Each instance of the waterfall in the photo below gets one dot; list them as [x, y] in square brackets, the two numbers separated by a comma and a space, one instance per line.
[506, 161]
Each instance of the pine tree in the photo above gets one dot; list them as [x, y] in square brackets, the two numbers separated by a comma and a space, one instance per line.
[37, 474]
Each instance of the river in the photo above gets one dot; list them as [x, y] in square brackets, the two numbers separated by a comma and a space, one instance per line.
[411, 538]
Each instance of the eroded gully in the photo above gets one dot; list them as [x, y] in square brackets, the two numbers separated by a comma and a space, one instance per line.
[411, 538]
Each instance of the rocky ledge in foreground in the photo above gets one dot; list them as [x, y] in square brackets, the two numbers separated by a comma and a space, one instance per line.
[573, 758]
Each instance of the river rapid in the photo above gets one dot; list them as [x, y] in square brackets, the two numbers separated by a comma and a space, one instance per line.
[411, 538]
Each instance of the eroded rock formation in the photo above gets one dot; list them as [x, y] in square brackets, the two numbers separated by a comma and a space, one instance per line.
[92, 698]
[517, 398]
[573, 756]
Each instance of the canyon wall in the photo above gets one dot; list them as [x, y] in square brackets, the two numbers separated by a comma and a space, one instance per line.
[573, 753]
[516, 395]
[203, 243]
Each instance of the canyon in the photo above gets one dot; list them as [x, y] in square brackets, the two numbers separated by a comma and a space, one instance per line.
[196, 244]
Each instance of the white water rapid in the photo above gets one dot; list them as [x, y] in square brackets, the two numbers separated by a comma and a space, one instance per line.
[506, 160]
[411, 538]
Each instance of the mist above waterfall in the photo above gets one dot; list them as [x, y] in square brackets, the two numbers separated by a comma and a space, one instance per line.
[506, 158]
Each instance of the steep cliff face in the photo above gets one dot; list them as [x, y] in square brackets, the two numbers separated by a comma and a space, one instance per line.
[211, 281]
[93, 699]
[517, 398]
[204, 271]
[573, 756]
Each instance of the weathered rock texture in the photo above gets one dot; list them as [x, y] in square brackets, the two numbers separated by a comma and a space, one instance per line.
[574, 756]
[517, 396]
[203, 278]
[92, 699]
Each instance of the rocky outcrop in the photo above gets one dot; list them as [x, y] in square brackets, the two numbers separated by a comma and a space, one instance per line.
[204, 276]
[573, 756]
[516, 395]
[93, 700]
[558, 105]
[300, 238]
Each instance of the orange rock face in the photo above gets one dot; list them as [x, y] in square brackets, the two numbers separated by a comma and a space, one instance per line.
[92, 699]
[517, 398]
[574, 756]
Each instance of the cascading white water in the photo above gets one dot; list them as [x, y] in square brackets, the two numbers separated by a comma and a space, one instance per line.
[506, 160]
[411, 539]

- - -

- What this task involves -
Reproduce all of the entries above, changing "dot" to "point" wherever it occurs and leaving every other character as it is.

- Exercise output -
Each instance of the waterfall in the photo below gets one point; list them as [x, y] in square brackets, the two numbers separated by a comma and a space, one instance per line.
[506, 161]
Each instance of the pine tree in the photo above gets one point; list them as [x, y] in square brackets, the two numbers separated by a comma and a space, one instance per line.
[37, 474]
Each instance of the river in the photo above gets one point; list them as [x, y] in square brackets, the two numbers separated by a comma and a space, one instance per line.
[411, 538]
Each instance of the eroded gully in the photo above gets one point; list them as [x, y] in square brackets, the two numbers separated by a comma and a space, one instance per line.
[411, 538]
Each instance of the rocky ledge in foreground in the photo above gets one point; list them as [x, y] in square brackets, the two numbers separated by a comma and a space, one instance per line.
[573, 758]
Each instance of the river rapid in the photo above gets one point; list them as [x, y] in square brackets, the two numbers separated by a comma and a space, one instance per line.
[411, 538]
Each instance of the eroded rock formation in the photo above gets one point; list them as [x, y] in square brackets, the two numbers separated by a comma and a space, one instance per line.
[92, 698]
[517, 398]
[573, 756]
Each instance of the canyon wall in the photo above gets one point; list them as [x, y] in square brackets, the two numbers separated by a comma and a space, one instance per line.
[573, 753]
[516, 395]
[203, 243]
Each instance of the canyon in the photo above gets one point; list them as [x, y] in square brackets, the two numbers separated by a comma and a space, one instance per line.
[196, 244]
Each instance of the white water rapid in the photo above gets one point; list them as [x, y] in square brackets, the two numbers separated by a comma and a space, one instance per line.
[506, 160]
[411, 538]
Each instance of the mist above waterfall in the photo above gets one point; list them as [x, y] in square brackets, the two numbers separated by a comma and a space, one instance per line.
[506, 158]
Each instance of the steep cliff face in the photo above gets one point; list them as [x, y] in square brackets, the two numbers separated by a comma and a space, one instance per line.
[211, 281]
[93, 699]
[517, 398]
[204, 271]
[573, 756]
Each instance of the weathered rock texture in the photo above gets one point; list them as [x, y] in square brackets, the two numbers separated by a comma and a space, one instance per line.
[574, 756]
[517, 396]
[203, 278]
[92, 699]
Each instance of the rocky outcrop in the photo above gets one point; list them as [x, y] in square brackets, the two numbers separated by a comma and a space, one instance per line.
[204, 276]
[573, 756]
[516, 395]
[93, 700]
[558, 105]
[300, 238]
Each instance of the orange rock face in the photo above gets one point; list them as [x, y] in square brackets, the two numbers separated by a comma and a space, one instance per line.
[92, 699]
[517, 398]
[574, 756]
Each instance of the cascading white water in the photo above gets one point; list them as [x, y] in square brackets, the two numbers separated by a comma and a space, one instance per line.
[506, 160]
[411, 539]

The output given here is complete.